Text excerpt =
I agree with a loud "Amen!" As for my husband and me, and our house and our kids, we're living for the GLORY of God. . . and for eternity.


How the Bible explains the "snare of the devil" (with an illustration from The Avengers)

It’s just like the devil to offer the temptation of uninhibited "freedom” -- to do “whatever feels good” and “whatever you want” – in exchange for his captivity and control.

Look at what God says in II Timothy 2:25-26: "in humility correcting those who are in opposition, if God perhaps will grant them repentance, so that they may know the truth, and that they may come to their senses and escape the snare of the devil, having been taken captive by him to do his will."

In the super-hero movie, The Avengers, one of the “good guys” is a special agent named Hawkeye who becomes completely controlled, through the heart, by the villain Loki. It’s not until another special agent Avenger, the beautiful Black Widow, finally knocks Hawkeye in the head -- and back to his senses -- that’s he’s able to rejoin the team and to fulfill his mission.

I Peter 5:8 tells us, “Be sober-minded; be watchful. Your adversary the devil prowls around like a roaring lion, seeking someone to devour” (ESV).

We need to guard our hearts, with diligence.

Why on earth would we, as Christians (and I’m speaking here to both parents and to teenagers), ever want to take any mind-altering substance -- some drug or some drink -- that will mess with our minds and take control of our brains? In case you haven't noticed, we're in a serious battle here on earth and we have a real enemy (the devil) who hates our guts. None of us, at any age, is immune to the devil's temptations. However, God has promised us that He will never allow us to be tempted without giving us a way of escape (I Corinthians 10:13). He will always be there to help us to resist temptation. Always.

As followers of Jesus Christ, we are God’s ambassadors and His representatives here on earth. We have a mission assignment to rescue people who are lost and dying. We're called compel others to come to God’s salvation through Jesus Christ (II Corinthians 5:20). Our focus is on glorifying God and pleasing Him and expanding His kingdom on this earth . . . not just doing what we want.

As Christians, I Corinthians 6:19-20 tells us, “Or do you not know that your body is a temple of the Holy Spirit within you, whom you have from God? You are not your own, for you were bought with a price. So glorify God in your body.”

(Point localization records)
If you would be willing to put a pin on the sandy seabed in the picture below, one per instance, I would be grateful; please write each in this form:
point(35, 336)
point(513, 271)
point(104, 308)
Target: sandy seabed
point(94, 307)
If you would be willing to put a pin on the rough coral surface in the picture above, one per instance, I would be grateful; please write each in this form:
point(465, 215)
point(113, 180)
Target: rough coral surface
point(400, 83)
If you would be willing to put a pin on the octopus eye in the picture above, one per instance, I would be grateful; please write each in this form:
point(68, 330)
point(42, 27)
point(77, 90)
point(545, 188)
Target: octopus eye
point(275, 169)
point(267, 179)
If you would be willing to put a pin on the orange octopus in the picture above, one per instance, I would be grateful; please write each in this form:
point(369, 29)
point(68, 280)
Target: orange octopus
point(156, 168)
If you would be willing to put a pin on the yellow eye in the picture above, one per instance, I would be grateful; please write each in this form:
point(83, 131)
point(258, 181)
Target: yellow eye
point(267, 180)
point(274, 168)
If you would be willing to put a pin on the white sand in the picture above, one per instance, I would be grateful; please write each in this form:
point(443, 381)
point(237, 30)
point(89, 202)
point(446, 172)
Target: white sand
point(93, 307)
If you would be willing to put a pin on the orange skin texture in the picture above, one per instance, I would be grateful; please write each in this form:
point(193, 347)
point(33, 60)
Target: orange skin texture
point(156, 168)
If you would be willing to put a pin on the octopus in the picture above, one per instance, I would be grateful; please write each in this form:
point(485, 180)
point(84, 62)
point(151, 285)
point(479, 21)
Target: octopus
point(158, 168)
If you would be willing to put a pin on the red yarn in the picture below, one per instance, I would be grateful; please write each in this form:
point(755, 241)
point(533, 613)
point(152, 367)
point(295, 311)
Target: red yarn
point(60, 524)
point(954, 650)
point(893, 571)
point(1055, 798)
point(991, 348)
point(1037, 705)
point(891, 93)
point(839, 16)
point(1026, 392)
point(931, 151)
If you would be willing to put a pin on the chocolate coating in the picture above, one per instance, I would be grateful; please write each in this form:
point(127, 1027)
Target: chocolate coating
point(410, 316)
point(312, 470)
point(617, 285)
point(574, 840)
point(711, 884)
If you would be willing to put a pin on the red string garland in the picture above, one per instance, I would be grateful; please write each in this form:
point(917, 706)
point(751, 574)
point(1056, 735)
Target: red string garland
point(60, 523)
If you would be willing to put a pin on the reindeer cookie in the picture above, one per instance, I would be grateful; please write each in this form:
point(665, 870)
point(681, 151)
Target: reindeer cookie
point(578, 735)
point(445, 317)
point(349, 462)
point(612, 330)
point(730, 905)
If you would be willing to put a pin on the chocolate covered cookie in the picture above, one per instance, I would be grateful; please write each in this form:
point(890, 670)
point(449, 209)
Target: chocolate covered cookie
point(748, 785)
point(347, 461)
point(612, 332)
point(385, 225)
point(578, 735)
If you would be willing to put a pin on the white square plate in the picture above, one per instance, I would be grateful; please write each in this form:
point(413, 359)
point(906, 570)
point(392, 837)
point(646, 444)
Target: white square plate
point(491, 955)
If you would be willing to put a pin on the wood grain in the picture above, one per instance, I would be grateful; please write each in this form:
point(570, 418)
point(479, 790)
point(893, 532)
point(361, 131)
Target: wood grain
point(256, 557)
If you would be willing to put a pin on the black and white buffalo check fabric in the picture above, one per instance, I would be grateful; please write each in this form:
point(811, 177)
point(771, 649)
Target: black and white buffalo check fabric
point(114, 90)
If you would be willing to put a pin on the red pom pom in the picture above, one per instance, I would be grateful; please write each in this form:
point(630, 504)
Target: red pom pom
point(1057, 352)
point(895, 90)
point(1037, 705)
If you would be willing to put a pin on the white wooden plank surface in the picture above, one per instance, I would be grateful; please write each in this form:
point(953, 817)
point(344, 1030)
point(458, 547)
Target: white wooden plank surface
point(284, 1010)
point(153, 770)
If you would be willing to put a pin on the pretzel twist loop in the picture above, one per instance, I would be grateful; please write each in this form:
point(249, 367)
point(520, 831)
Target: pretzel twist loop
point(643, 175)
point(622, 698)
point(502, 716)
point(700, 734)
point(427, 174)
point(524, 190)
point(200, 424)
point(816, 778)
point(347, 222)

Study questions =
**a.** List every Bible passage cited by chapter and verse in the piece on the snare of the devil.
**b.** Revise the piece on the snare of the devil, starting with "It’s just like" and going on through "captivity and control.", changing "captivity" to "bondage".
**c.** Extend the piece on the snare of the devil beyond its final sentence.
The records have nothing to do with what comes next.

Responses by task =
**a.**
II Timothy 2:25-26
I Peter 5:8
I Corinthians 10:13
II Corinthians 5:20
I Corinthians 6:19-20

**b.**
It’s just like the devil to offer the temptation of uninhibited "freedom” -- to do “whatever feels good” and “whatever you want” – in exchange for his bondage and control.

**c.**
So regarding this issue about “legalized” marijuana (or any other thing or action that might be “legal” but bad or contrary to God’s best), here’s what I would tell my teens:

“It’s not for you, O Lemuel.”

The quote is taken from Proverbs 31:3-5. In this chapter about the virtuous woman, a godly mom imparts some timeless advice to her son, Lemuel, who will someday be king. Her bottom-line wisdom is simple: If you want to be a future leader, stay away those things that destroy kings. It’s not for you.

“Do not give your strength to women,
Nor your ways to that which destroys kings.
It is not for kings, O Lemuel;
It is not for kings to drink wine,
Nor for princes intoxicating drink;
Lest they drink and forget the law
And pervert the justice of all the afflicted.”

As Great Commission Christians, we’re on a mission with a special assignment to advance the kingdom of God, both locally and globally.

Throughout our lives, as parents and as young people, there will be countless opportunities and temptations to participate in something that is perhaps legal, yet wrong, or not best. Our calling is higher than merely “going along with crowd” or doing “whatever feels good.”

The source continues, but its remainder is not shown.